→ Task description
Would you set down, character for character, the lines below, starting with the line that contains "Find the sky;" and going on through the line that contains "[[255,0],[1,0],[0,41],[255,44]]"?

→ Records for processing
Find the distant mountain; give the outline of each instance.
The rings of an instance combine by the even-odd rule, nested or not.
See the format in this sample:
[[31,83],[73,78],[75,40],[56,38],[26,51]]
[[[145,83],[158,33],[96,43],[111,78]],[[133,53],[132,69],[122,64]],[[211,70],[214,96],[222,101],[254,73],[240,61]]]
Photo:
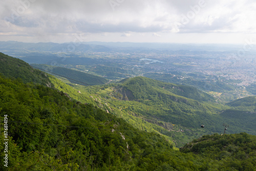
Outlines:
[[34,69],[22,60],[0,53],[0,73],[9,78],[19,78],[23,82],[44,84],[50,82],[48,74]]
[[152,97],[151,94],[159,96],[161,94],[173,93],[199,101],[215,100],[212,96],[193,87],[164,82],[144,77],[128,78],[121,82],[125,89],[133,92],[137,100],[150,99]]
[[106,79],[98,76],[66,68],[50,66],[47,65],[32,64],[31,65],[37,68],[41,69],[45,71],[50,72],[50,74],[56,74],[56,76],[62,76],[73,83],[83,86],[101,85],[109,81]]
[[[0,135],[0,143],[6,144],[0,145],[0,158],[8,156],[0,163],[1,170],[256,169],[255,136],[241,133],[201,136],[219,132],[224,120],[233,124],[228,129],[247,131],[248,122],[255,121],[253,112],[232,106],[218,114],[216,112],[227,106],[218,105],[200,91],[142,77],[96,89],[71,87],[19,59],[0,55],[0,116],[4,119],[0,124],[6,131]],[[48,79],[59,90],[46,87]],[[82,93],[78,94],[77,88]],[[184,93],[201,101],[182,96]],[[80,101],[75,100],[78,96]],[[87,99],[91,104],[84,103]],[[234,103],[247,106],[253,100]],[[175,119],[161,121],[165,114],[166,118],[176,116],[180,124],[173,123]],[[207,123],[205,128],[196,128],[202,121]],[[241,121],[244,122],[237,123]],[[255,127],[252,124],[249,129],[255,133]],[[175,149],[170,139],[180,147],[188,143]],[[191,139],[195,139],[189,142]]]
[[242,98],[227,103],[227,104],[230,106],[233,107],[250,107],[252,106],[256,107],[256,96],[250,96]]

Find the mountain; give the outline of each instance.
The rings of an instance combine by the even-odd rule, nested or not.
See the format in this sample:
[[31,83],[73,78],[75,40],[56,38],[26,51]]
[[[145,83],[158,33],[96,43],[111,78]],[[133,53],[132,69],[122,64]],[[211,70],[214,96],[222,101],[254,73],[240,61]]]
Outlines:
[[24,83],[33,82],[46,85],[50,82],[47,74],[34,69],[22,60],[1,52],[0,73],[7,77],[19,78]]
[[50,66],[47,65],[31,64],[33,67],[41,69],[57,76],[62,76],[69,81],[83,86],[104,84],[109,81],[104,78],[68,68]]
[[256,96],[250,96],[240,98],[227,103],[227,105],[237,108],[244,108],[247,110],[256,111]]
[[[186,154],[200,156],[208,165],[204,170],[253,170],[256,161],[256,136],[241,133],[205,135],[181,148]],[[215,168],[212,164],[218,161]]]
[[[11,57],[4,59],[7,66],[5,70],[2,70],[5,72],[1,71],[0,74],[0,116],[4,120],[0,124],[2,133],[5,131],[5,135],[1,134],[0,143],[7,143],[8,145],[0,145],[0,151],[3,152],[0,153],[0,157],[3,159],[8,156],[8,159],[0,163],[1,170],[253,170],[256,169],[255,136],[244,133],[205,135],[189,142],[179,151],[174,147],[172,142],[166,138],[166,135],[141,131],[135,128],[125,120],[128,116],[126,114],[129,114],[125,111],[126,109],[130,108],[129,112],[136,109],[142,110],[150,100],[152,103],[159,102],[159,104],[156,104],[164,107],[165,104],[157,99],[158,96],[156,93],[162,96],[173,97],[167,102],[170,104],[180,103],[180,105],[177,106],[177,108],[182,106],[188,108],[186,105],[194,103],[194,105],[197,105],[196,109],[198,108],[197,110],[201,110],[200,106],[205,107],[205,105],[209,105],[209,103],[203,101],[204,98],[207,99],[206,96],[201,98],[195,97],[199,99],[201,102],[181,96],[182,91],[185,91],[187,88],[182,89],[179,85],[173,84],[173,87],[176,87],[173,89],[180,90],[172,90],[170,87],[168,90],[165,90],[161,87],[162,86],[161,82],[144,77],[126,79],[117,84],[93,87],[73,85],[71,87],[46,74],[53,86],[48,87],[44,83],[40,84],[40,79],[27,82],[21,78],[15,78],[16,73],[13,71],[22,71],[20,74],[28,74],[26,76],[18,75],[21,78],[28,80],[34,77],[39,78],[45,73]],[[21,67],[23,68],[20,70]],[[23,71],[24,72],[22,72]],[[14,76],[12,76],[11,73]],[[5,74],[8,74],[9,78]],[[38,82],[36,81],[37,80]],[[139,92],[136,92],[136,90],[132,89],[132,85],[137,85],[136,88],[139,89],[138,91],[145,92],[140,94]],[[142,87],[144,86],[149,90],[143,89]],[[78,88],[81,89],[82,93],[76,92]],[[61,90],[69,91],[69,95]],[[86,90],[88,91],[86,92]],[[151,94],[150,91],[153,90],[155,91]],[[124,98],[125,100],[121,100],[123,97],[120,91],[125,93],[124,94],[126,94],[127,98]],[[98,93],[98,96],[94,93]],[[196,91],[191,93],[197,95],[202,92]],[[95,99],[88,97],[89,94],[92,97],[94,96]],[[78,95],[85,96],[78,101],[75,99],[78,98]],[[133,100],[129,97],[133,97]],[[90,101],[91,103],[84,103],[82,100]],[[126,103],[123,102],[133,105],[125,106]],[[156,106],[153,106],[150,110]],[[214,106],[211,108],[217,108]],[[102,110],[103,109],[108,109],[110,112],[104,111]],[[180,109],[184,110],[184,109]],[[144,110],[148,112],[146,109]],[[123,115],[122,118],[119,117],[119,114]],[[137,115],[136,118],[144,117],[143,113],[134,114]],[[172,114],[175,115],[175,112]],[[197,113],[190,114],[186,117],[191,119]],[[214,113],[211,115],[217,115]],[[134,118],[131,115],[130,118]],[[181,115],[180,119],[183,119]],[[210,121],[214,123],[215,120]],[[148,129],[152,126],[152,128],[159,129],[159,131],[162,130],[156,124],[145,122],[144,125],[139,126]],[[138,125],[140,123],[136,123]],[[166,123],[159,123],[164,126]],[[176,125],[168,125],[176,129]],[[186,133],[181,130],[169,132],[176,134],[172,135],[180,138],[175,139],[178,141],[184,140],[182,138],[188,136],[189,132],[186,131]],[[183,134],[184,133],[186,135]],[[190,132],[190,134],[192,133]],[[6,140],[7,138],[9,139],[8,141]]]

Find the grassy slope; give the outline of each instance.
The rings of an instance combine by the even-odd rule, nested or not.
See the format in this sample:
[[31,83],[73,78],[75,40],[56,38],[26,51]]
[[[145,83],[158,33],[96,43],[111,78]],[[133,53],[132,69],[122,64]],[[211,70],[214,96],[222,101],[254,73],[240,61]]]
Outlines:
[[[57,75],[60,75],[67,78],[70,78],[73,80],[78,81],[79,82],[77,82],[78,84],[86,86],[88,85],[101,85],[108,82],[108,80],[104,78],[68,68],[50,66],[46,65],[33,64],[32,66]],[[68,78],[68,79],[69,79],[69,78]],[[72,79],[70,80],[74,81]]]

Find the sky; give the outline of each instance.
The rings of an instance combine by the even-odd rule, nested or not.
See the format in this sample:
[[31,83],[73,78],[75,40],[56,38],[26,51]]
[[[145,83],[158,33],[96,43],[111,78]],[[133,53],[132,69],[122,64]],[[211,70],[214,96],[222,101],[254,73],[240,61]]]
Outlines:
[[255,0],[1,0],[0,41],[255,44]]

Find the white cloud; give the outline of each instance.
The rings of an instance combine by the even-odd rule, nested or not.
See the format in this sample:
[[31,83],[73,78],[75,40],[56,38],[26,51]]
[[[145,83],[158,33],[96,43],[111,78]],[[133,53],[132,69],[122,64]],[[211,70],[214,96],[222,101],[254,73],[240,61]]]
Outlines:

→ Task solution
Find the sky; give the outline of each instance.
The rings of an instance combine by the even-odd rule, nested or not.
See the format in this sample:
[[31,83],[73,78],[75,40],[56,38],[26,51]]
[[[145,83],[158,33],[96,43],[111,78]],[[133,53],[132,69],[122,64]],[[211,70],[214,96],[222,101],[254,73],[240,61]]]
Outlines:
[[255,0],[1,0],[0,41],[255,44]]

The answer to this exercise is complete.